#### Passage given
········

Fantaisie militaire (Military fantasy) is the tenth studio album by the French rock musician Alain Bashung, released in January 1998 by Barclay Records.

Production 
For this album, Bashung worked with the English record producer and engineer Ian Caple and with artists such as the Valentins, Rodolphe Burger, Joseph Racaille and Adrian Utley of Portishead. Most of the songs were written by Jean Fauque.

The song "Samuel Hall" is a drum and bass reworking of the folk song "Sam Hall".

Reception

Commercial performance 
The album reached #1 on the French charts. It is one of Bashung's greatest successes, helped by the successful single "La nuit je mens".

Critical reception 

Fantaisie militaire marked a turn in Bashung's career. He was awarded three Victoires de la musique awards in 1999: Male Artist of the Year, Best Album of the Year, and Video of the Year for the single "La nuit je mens". In 2005, the Victoires ranked it the best French album since 1985. The Belgian rock historian Gilles Verlant included the album in his book La discothèque parfaite de l'odyssée du rock, lauding it as a "chef d'œuvre" and the "shining diamond of the winter of 1998". He added that the album showed "Bashung mix the sounds and his inspiration with a perfect mastery of studio incidents" and that "its precision is that of a goldsmith, a jeweler, a maniac watchmaker". In 2010, the French edition of Rolling Stone magazine named Fantaisie militaire the ninth greatest French rock album ever made.

········

#### Extracted data records
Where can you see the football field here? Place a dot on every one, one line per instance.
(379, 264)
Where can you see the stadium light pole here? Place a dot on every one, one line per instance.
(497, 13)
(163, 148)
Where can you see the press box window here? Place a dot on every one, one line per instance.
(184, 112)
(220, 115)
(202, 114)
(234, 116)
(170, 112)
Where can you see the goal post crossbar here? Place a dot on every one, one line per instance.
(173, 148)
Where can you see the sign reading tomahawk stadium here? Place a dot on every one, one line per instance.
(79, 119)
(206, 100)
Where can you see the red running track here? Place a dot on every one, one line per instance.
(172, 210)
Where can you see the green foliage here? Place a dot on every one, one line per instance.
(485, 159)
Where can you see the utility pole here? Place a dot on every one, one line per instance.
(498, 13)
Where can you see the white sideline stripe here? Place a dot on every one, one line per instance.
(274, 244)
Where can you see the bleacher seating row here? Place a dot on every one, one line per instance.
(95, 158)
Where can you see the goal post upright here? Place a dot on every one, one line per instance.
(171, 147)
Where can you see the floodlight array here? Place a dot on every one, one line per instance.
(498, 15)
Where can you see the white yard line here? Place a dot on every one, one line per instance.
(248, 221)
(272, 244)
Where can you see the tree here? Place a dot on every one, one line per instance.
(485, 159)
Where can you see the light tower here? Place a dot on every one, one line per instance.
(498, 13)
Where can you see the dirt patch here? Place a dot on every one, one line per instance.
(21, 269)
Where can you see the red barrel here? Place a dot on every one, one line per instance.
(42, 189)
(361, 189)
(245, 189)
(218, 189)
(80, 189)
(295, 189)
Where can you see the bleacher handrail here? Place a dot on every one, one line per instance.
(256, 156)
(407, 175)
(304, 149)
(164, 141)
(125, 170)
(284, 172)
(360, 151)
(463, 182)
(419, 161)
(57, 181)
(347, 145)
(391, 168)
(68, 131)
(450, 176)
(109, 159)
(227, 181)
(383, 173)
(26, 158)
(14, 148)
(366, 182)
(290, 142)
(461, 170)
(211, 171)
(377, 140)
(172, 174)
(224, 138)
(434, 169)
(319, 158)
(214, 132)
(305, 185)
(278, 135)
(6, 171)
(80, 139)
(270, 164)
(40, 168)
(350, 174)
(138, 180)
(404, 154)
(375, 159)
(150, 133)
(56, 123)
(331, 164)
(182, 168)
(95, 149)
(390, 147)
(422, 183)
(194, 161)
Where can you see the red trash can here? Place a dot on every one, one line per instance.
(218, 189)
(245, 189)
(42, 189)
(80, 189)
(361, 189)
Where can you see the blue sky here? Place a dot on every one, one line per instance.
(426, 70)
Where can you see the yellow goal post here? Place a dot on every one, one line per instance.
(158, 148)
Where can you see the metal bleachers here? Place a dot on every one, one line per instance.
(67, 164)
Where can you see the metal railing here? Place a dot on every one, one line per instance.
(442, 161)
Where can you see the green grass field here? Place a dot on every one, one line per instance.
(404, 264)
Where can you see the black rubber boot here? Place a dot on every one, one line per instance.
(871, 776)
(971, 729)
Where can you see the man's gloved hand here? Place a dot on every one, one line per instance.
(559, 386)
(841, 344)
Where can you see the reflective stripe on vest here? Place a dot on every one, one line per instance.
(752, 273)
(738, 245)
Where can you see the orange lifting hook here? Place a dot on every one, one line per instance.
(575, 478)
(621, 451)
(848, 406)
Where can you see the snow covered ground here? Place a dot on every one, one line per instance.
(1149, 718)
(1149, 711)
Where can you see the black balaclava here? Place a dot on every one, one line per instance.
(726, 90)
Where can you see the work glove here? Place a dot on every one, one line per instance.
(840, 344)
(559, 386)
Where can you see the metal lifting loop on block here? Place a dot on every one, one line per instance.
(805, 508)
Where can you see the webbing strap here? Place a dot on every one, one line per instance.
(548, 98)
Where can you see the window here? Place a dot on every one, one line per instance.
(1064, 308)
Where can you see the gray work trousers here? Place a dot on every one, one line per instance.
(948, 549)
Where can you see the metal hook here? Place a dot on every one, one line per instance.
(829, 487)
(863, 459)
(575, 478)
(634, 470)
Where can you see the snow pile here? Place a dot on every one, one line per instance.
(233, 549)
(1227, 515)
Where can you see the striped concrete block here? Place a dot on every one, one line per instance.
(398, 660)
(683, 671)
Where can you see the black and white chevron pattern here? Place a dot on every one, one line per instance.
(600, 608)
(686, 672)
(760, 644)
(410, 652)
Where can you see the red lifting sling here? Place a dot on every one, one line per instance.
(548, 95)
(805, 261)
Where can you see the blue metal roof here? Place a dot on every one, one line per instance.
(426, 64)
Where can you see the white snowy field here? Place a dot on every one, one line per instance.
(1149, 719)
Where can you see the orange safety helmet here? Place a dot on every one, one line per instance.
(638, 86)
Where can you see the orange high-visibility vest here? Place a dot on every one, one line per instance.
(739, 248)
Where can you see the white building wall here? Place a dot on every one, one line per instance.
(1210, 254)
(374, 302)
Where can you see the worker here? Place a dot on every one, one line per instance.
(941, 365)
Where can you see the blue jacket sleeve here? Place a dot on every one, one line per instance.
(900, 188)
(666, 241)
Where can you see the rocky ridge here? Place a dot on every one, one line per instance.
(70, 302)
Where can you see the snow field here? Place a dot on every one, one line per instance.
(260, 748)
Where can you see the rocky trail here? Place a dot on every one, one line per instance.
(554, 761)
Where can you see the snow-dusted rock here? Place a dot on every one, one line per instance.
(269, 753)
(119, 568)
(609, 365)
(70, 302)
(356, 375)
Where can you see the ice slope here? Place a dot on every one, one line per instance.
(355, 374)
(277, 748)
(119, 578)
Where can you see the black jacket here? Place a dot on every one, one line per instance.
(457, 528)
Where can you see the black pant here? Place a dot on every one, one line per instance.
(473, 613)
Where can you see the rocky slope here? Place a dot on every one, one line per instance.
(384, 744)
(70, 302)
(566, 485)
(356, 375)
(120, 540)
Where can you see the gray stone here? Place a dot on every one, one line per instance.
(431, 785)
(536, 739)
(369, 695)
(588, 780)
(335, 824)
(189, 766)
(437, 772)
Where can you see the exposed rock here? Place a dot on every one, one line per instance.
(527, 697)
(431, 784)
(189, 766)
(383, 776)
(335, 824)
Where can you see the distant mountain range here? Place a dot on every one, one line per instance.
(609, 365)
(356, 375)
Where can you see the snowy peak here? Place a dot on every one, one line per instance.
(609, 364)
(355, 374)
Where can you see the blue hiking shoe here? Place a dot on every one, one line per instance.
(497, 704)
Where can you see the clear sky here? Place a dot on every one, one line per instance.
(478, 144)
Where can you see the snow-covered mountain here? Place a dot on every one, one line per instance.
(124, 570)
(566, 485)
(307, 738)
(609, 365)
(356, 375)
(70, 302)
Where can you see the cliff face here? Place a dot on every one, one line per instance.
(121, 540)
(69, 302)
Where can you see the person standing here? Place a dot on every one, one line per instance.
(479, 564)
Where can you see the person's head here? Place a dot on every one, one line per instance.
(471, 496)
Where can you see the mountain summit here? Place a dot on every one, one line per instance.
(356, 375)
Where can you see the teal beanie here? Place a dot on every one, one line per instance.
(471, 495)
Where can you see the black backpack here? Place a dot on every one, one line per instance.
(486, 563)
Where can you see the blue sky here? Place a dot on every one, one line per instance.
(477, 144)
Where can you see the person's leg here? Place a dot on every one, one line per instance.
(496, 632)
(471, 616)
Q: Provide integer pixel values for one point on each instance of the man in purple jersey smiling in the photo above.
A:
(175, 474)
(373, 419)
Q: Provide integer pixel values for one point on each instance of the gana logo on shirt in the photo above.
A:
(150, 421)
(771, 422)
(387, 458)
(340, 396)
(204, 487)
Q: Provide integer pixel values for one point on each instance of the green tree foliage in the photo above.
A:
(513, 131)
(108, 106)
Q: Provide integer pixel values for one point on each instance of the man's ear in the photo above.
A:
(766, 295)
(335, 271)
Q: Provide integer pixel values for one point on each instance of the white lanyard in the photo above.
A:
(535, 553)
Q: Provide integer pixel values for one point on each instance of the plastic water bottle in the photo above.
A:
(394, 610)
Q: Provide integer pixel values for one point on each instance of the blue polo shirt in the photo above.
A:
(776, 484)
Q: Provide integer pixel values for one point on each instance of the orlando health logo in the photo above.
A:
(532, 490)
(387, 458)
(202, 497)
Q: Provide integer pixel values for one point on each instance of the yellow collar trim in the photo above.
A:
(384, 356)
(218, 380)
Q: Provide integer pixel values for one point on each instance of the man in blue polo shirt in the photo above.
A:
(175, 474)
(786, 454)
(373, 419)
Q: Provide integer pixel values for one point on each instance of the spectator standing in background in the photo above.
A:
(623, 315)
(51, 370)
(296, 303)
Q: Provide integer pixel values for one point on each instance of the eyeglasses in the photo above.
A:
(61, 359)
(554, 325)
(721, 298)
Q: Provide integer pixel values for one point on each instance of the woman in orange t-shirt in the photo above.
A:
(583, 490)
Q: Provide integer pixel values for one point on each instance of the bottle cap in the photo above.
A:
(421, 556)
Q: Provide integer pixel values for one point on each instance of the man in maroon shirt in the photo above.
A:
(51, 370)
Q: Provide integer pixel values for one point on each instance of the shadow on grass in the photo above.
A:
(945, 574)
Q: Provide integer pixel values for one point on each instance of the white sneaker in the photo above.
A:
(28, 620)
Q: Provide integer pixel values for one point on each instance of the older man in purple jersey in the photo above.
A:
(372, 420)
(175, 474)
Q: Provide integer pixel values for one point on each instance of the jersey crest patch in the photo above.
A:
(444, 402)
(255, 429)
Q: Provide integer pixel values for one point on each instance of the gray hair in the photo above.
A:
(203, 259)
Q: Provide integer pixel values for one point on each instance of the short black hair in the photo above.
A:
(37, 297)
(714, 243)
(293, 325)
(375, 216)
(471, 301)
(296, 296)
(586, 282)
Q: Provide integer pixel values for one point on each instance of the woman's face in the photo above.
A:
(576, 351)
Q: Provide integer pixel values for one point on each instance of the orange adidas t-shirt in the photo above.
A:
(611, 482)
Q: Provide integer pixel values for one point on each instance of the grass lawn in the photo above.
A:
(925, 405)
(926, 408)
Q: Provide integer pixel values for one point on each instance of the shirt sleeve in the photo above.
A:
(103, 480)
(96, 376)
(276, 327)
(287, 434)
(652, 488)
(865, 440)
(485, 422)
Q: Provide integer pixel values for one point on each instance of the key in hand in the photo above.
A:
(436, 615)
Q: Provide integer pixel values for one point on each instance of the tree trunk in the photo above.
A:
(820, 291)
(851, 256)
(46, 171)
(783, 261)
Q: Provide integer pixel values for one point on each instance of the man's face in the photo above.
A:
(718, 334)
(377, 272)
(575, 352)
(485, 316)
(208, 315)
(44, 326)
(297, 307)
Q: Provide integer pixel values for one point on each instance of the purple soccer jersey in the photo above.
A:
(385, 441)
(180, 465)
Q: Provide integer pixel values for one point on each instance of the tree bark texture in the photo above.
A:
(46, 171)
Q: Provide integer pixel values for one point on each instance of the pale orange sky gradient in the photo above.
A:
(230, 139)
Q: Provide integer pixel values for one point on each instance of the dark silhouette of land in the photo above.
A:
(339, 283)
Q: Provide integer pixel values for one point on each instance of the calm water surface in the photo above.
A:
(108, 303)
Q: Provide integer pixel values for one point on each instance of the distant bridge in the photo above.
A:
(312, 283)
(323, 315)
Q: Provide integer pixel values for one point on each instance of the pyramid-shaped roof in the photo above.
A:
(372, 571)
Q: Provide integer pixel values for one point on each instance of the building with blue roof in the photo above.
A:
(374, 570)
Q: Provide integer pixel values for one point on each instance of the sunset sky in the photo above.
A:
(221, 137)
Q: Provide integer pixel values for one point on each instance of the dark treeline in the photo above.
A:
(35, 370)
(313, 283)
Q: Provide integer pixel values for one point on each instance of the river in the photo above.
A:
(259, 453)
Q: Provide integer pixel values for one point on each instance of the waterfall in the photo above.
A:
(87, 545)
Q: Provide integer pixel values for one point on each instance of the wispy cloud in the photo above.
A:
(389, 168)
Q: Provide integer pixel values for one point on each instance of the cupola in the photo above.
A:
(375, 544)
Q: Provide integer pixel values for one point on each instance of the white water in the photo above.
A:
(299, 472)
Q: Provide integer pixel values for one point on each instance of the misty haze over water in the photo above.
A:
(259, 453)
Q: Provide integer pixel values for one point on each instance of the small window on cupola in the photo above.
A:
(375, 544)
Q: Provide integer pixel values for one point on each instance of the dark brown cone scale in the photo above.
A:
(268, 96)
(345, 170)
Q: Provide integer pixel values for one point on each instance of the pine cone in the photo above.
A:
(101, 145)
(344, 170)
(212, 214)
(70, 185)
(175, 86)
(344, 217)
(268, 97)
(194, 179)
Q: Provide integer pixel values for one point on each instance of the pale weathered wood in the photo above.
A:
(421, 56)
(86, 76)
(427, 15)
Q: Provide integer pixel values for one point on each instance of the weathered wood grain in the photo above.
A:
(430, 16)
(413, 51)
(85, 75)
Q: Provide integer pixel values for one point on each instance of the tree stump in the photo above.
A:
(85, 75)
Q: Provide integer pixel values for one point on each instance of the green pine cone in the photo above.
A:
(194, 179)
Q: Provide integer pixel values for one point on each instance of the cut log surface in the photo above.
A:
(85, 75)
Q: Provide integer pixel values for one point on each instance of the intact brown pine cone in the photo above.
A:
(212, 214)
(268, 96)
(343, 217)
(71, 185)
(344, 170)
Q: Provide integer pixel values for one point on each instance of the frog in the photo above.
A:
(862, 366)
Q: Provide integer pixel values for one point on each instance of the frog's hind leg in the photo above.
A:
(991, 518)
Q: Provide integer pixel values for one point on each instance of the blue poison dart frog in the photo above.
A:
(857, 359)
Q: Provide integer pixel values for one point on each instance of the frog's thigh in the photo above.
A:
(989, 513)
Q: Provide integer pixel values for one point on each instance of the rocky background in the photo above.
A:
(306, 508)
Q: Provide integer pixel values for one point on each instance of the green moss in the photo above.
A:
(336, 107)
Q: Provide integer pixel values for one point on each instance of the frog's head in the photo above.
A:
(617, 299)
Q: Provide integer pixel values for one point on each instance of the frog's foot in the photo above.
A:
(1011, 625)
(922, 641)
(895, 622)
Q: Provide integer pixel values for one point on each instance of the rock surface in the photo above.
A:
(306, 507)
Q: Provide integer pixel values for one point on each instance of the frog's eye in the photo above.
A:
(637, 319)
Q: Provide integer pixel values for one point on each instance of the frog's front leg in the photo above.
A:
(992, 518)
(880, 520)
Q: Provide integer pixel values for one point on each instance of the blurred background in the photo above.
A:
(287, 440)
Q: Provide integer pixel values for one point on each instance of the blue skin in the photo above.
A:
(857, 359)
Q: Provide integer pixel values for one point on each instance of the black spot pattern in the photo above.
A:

········

#### Written exercise 1
Please express the listing as a numbered list without blank lines, starting at the line containing "head in the photo above." and ending at the last line of the listing, both included.
#### Written exercise 2
Write the next part of the passage about Fantaisie militaire, picking up after its final sentence.
This listing bears no relation to the passage about Fantaisie militaire.

#### Result 1
1. Q: Provide integer pixel values for one point on each instance of the frog's head in the photo above.
2. A:
3. (617, 299)
4. Q: Provide integer pixel values for one point on each instance of the frog's foot in the photo above.
5. A:
6. (1011, 625)
7. (922, 641)
8. (895, 622)
9. Q: Provide integer pixel values for one point on each instance of the rock surface in the photo above.
10. A:
11. (306, 507)
12. Q: Provide integer pixel values for one point on each instance of the frog's eye in the photo above.
13. A:
14. (637, 319)
15. Q: Provide integer pixel values for one point on each instance of the frog's front leg in the photo above.
16. A:
17. (992, 518)
18. (880, 520)
19. Q: Provide integer pixel values for one point on each instance of the blurred background in the photo above.
20. A:
21. (287, 440)
22. Q: Provide integer pixel values for one point on each instance of the blue skin in the photo above.
23. A:
24. (857, 359)
25. Q: Provide integer pixel values for one point on each instance of the black spot pattern in the photo above.
26. A:

#### Result 2
Track listing

Personnel

Musicians 
 Alain Bashung - vocals
 Édith Fambuena - electric guitar, acoustic guitar, bass guitar (8), programming
 Jean-Louis Pierot - synthesizers, Hammond organ, harpsichord, Leslie piano, vibraphone, piano, programming
 Martyn Barker - drums, Turc and African percussion
 Simon Edwards - electric bass guitar, sentir, percussions, harpsichord
 Adrian Utley - electric guitars
 Rodolphe Burger - guitars (8), programming (8)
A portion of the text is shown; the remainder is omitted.